Records provided –

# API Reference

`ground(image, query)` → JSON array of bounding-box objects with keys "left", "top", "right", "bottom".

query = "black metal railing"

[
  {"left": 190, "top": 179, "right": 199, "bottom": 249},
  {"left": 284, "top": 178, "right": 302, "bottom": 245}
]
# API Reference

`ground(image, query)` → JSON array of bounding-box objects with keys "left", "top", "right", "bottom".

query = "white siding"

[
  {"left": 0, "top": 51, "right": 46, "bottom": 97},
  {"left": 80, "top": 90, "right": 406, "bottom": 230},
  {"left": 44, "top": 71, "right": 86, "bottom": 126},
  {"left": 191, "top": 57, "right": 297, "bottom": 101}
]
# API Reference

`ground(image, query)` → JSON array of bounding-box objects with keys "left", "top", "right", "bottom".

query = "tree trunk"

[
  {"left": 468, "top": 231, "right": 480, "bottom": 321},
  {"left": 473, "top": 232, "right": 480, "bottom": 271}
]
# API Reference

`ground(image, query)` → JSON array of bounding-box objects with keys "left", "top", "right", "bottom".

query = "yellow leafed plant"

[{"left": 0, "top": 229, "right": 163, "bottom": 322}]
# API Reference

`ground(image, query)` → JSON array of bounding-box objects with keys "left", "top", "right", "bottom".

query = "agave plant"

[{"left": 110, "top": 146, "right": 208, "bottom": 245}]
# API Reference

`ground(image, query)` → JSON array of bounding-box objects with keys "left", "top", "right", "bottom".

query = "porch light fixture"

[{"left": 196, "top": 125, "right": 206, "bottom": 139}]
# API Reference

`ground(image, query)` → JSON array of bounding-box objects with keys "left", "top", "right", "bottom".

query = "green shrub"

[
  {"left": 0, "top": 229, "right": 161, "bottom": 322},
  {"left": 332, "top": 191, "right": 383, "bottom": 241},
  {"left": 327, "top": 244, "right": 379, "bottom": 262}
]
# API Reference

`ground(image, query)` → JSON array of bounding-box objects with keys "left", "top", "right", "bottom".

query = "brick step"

Problem details –
Could you please reproduce each record exactly, leaving nothing out?

Answer space –
# API Reference

`ground(image, query)` → JSON array of bounding-box objects with keys "left", "top", "right", "bottom".

query = "black metal railing"

[
  {"left": 190, "top": 179, "right": 199, "bottom": 249},
  {"left": 284, "top": 178, "right": 302, "bottom": 245}
]
# API Reference

`ground(image, query)` → JSON array of bounding-box objects with keys "left", "top", "right", "bottom".

query = "white siding"

[
  {"left": 0, "top": 51, "right": 46, "bottom": 97},
  {"left": 80, "top": 90, "right": 406, "bottom": 230},
  {"left": 44, "top": 71, "right": 86, "bottom": 126},
  {"left": 191, "top": 57, "right": 297, "bottom": 101}
]
# API Reference

`ground(image, query)` → JSON array of bounding-box objects with keys "left", "top", "right", "bottom".

query = "tree trunk"

[
  {"left": 468, "top": 231, "right": 480, "bottom": 321},
  {"left": 473, "top": 232, "right": 480, "bottom": 271}
]
# API Reference

`ground(image, query)` → JSON array of bounding-box objects with keys "left", "top", "right", "bottom".

query = "yellow leafed plant"

[{"left": 0, "top": 229, "right": 163, "bottom": 322}]
# API Reference

`ground(image, query)` → JSON array of bounding-box objects with keys "left", "top", "right", "bottom".

query = "agave plant"

[{"left": 110, "top": 146, "right": 208, "bottom": 245}]
# API Reference

`ground(image, query)` → JSON array of bounding-box objects with keys "left", "top", "right", "bottom".

query = "porch light fixture"

[{"left": 196, "top": 125, "right": 206, "bottom": 139}]
# API Reference

`ground(image, query)` → JSON array of bounding-box objects with keys "left", "top", "right", "bottom".

query = "green shrub"

[
  {"left": 0, "top": 229, "right": 161, "bottom": 322},
  {"left": 332, "top": 191, "right": 383, "bottom": 241},
  {"left": 327, "top": 244, "right": 379, "bottom": 262}
]
# API Reference

`ground(image, query)` → JSON array of bounding-box objects with keys "left", "top", "right", "bottom".

query = "brick step"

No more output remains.